THE EXERCISE: Can you output all of the records below line for line, without any changes and with the pictures left out?

Dataset entries
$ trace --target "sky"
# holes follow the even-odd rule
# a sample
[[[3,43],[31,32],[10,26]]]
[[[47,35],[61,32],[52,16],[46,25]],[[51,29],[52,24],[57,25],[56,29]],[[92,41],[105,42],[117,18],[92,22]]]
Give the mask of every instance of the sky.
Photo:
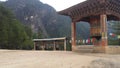
[[[85,0],[40,0],[40,1],[54,7],[56,11],[61,11]]]

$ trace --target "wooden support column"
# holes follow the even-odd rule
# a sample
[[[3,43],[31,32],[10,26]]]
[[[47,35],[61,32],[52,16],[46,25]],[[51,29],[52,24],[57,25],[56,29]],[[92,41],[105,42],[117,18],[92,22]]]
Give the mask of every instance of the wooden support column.
[[[34,50],[36,50],[36,43],[34,42]]]
[[[75,46],[76,46],[76,23],[72,22],[71,24],[71,33],[72,33],[72,50],[74,50]]]
[[[66,51],[66,39],[64,40],[64,51]]]
[[[53,50],[56,50],[56,43],[55,43],[55,41],[53,42]]]
[[[102,14],[100,15],[100,22],[101,22],[101,32],[102,32],[102,39],[101,39],[101,45],[103,46],[103,51],[105,52],[105,46],[108,45],[108,39],[107,39],[107,15]]]

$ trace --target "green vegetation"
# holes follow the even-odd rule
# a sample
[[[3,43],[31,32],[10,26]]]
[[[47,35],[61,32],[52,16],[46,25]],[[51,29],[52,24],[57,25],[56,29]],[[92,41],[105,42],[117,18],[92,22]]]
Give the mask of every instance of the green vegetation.
[[[111,29],[111,32],[115,34],[114,36],[108,37],[109,45],[120,45],[120,39],[118,36],[120,35],[120,21],[111,21],[108,24],[108,29]]]
[[[32,32],[23,26],[13,14],[0,5],[0,48],[32,49]]]

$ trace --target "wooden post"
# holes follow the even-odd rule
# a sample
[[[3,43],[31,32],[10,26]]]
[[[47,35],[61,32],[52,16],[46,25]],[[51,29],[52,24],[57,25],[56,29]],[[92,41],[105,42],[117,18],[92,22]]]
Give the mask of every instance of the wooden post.
[[[54,49],[54,51],[56,50],[56,43],[55,43],[55,41],[53,42],[53,49]]]
[[[34,50],[36,50],[36,43],[34,42]]]
[[[108,45],[108,39],[107,39],[107,15],[102,14],[100,15],[100,22],[101,22],[101,32],[102,32],[102,39],[101,39],[101,45],[103,47],[103,51],[105,52],[105,46]]]
[[[72,22],[71,24],[71,33],[72,33],[72,50],[74,50],[75,46],[76,46],[76,23]]]
[[[66,51],[66,38],[64,40],[64,51]]]

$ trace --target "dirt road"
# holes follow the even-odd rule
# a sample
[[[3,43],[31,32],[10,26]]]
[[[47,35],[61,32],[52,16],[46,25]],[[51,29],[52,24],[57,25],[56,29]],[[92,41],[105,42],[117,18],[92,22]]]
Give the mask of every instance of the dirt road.
[[[0,50],[0,68],[120,68],[120,55]]]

ANSWER BELOW:
$ trace --target "sky"
# holes follow the even-odd rule
# a sample
[[[3,43],[31,32],[10,26]]]
[[[47,35],[61,32],[52,16],[46,25]],[[51,29],[52,24],[57,25],[56,29]],[[92,41],[105,42],[117,18],[92,22]]]
Give the mask of every instance of the sky.
Photo:
[[[85,0],[40,0],[40,1],[54,7],[56,11],[61,11]]]

$ trace --target "wooden support column"
# holes follow the even-odd rule
# a sample
[[[3,43],[31,32],[10,26]]]
[[[47,35],[61,32],[52,16],[46,25]],[[51,29],[52,24],[57,25],[56,29]],[[92,41],[105,42],[117,18],[92,22]]]
Give the mask of every instance of the wooden support column.
[[[34,50],[36,50],[36,43],[34,42]]]
[[[75,46],[76,46],[76,23],[72,22],[71,24],[71,33],[72,33],[72,50],[74,50]]]
[[[66,51],[66,39],[64,40],[64,51]]]
[[[53,50],[56,50],[56,43],[55,43],[55,41],[53,42]]]
[[[102,14],[100,15],[100,22],[101,22],[101,32],[102,32],[102,39],[101,39],[101,45],[103,46],[103,51],[105,52],[105,46],[108,45],[108,39],[107,39],[107,15]]]

$ trace --target "green vegetation"
# holes follow the even-odd rule
# a sample
[[[3,43],[31,32],[10,26]]]
[[[47,35],[61,32],[52,16],[46,25]],[[51,29],[52,24],[57,25],[56,29]],[[92,41],[105,42],[117,18],[92,22]]]
Give the mask of every instance of the green vegetation.
[[[111,29],[111,32],[115,34],[114,36],[108,37],[109,45],[120,45],[120,39],[118,36],[120,35],[120,21],[111,21],[108,24],[108,29]]]
[[[32,32],[23,26],[13,14],[0,5],[0,48],[32,49]]]

$ trace --target "wooden post"
# holes follow the even-odd rule
# a sample
[[[3,43],[31,32],[10,26]]]
[[[47,35],[61,32],[52,16],[46,25]],[[51,29],[52,24],[57,25],[56,29]],[[92,41],[105,42],[117,18],[92,22]]]
Give the mask of every instance of the wooden post.
[[[54,49],[54,51],[56,50],[56,43],[55,43],[55,41],[53,42],[53,49]]]
[[[34,50],[36,50],[36,43],[34,42]]]
[[[108,45],[108,39],[107,39],[107,15],[102,14],[100,15],[100,22],[101,22],[101,32],[102,32],[102,39],[101,39],[101,45],[103,47],[103,51],[105,52],[105,46]]]
[[[72,22],[71,24],[71,33],[72,33],[72,50],[74,50],[75,46],[76,46],[76,23]]]
[[[66,51],[66,38],[64,40],[64,51]]]

$ trace --target "dirt road"
# holes follow the even-odd rule
# a sample
[[[3,43],[31,32],[10,26]]]
[[[47,35],[61,32],[52,16],[46,25]],[[51,29],[52,24],[57,25],[56,29]],[[92,41],[105,42],[117,18],[92,22]]]
Give the mask of every instance of the dirt road.
[[[0,50],[0,68],[120,68],[120,55]]]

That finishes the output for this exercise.